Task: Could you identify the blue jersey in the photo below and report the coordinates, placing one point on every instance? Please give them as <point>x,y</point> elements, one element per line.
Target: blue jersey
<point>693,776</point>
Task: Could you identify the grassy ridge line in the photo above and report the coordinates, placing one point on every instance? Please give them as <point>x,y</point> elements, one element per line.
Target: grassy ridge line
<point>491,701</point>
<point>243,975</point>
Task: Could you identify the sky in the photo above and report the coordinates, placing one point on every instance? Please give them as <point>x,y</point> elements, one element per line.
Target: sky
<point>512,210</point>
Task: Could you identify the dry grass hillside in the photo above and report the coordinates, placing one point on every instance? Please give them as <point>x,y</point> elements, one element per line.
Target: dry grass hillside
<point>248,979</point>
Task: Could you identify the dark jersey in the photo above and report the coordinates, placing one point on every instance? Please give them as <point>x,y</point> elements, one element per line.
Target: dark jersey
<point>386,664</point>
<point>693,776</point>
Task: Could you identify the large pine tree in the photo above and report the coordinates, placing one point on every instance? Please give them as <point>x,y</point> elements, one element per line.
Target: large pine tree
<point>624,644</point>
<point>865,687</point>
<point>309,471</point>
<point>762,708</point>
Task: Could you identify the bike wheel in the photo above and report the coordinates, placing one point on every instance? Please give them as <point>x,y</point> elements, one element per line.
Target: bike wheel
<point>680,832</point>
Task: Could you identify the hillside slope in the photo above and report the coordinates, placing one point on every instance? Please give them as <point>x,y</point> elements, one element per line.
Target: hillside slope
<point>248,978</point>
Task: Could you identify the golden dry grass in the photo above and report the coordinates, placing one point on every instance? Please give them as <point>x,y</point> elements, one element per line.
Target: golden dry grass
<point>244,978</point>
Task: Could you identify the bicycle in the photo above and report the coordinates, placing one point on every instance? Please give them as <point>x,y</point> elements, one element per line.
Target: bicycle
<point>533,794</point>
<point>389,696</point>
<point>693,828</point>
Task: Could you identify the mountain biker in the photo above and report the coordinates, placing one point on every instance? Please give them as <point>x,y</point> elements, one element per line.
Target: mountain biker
☆ ☆ ☆ ☆
REQUIRED WORK: Set down the full listing once more, exactly as written.

OUTPUT FOR THIS EXERCISE:
Task: Could you identify the blue jersey in the photo below and report the coordinates, placing one point on every instance? Please give them as <point>x,y</point> elements, one element per line.
Target: blue jersey
<point>693,776</point>
Task: Could you identify the grassy ridge line in the photo above and report the coordinates, placing one point on every instance? Please give them as <point>x,y</point> elements, one element per line.
Target: grassy ridge line
<point>491,701</point>
<point>243,975</point>
Task: Could you identify the sky in the photo above and report the coordinates, placing one point on every instance? Please give them as <point>x,y</point> elements, one element per line.
Target: sky
<point>512,210</point>
Task: Could you identify the dry grass hillside in the photo above and report the coordinates, placing one point on every instance? Please give them as <point>x,y</point> elements, one element per line.
Target: dry grass hillside
<point>248,979</point>
Task: Could you identify the dark jersey in the photo above and report the coordinates, placing one point on every instance? Please give them as <point>x,y</point> elements, one element per line.
Target: dark jersey
<point>386,664</point>
<point>693,776</point>
Task: Could you identify the large pine tree in the photo above and report the coordinates, placing one point on every instance? Please give them as <point>x,y</point> elements, one element per line.
Target: large pine tree
<point>624,644</point>
<point>865,687</point>
<point>309,471</point>
<point>762,708</point>
Task: Could you identify the bike wheel in the photo above and report the coordinates, placing one point on every instance? Please give them as <point>x,y</point> elements, one element per line.
Target: bike wheel
<point>680,832</point>
Task: Could you identify the hillside slope in the photo above and report the coordinates, placing one point on every instance? Please give them as <point>x,y</point> elements, one element per line.
Target: hillside slope
<point>248,978</point>
Task: Could you identify the golden dry grass in the photo above and report the coordinates, placing one point on every instance? Please give them as <point>x,y</point> elements, one element per line.
Target: golden dry grass
<point>244,978</point>
Task: Could you identify the bicycle in the photo above and report the coordinates, placing one point on every instance? Please give them as <point>x,y</point> elements, one element per line.
Target: bicycle
<point>533,794</point>
<point>389,696</point>
<point>693,828</point>
Task: Could you identify the mountain biker in the photo above and report the coordinates, placing one point on every instance? Please give them as <point>x,y</point> elements, one element per line.
Target: mountain biker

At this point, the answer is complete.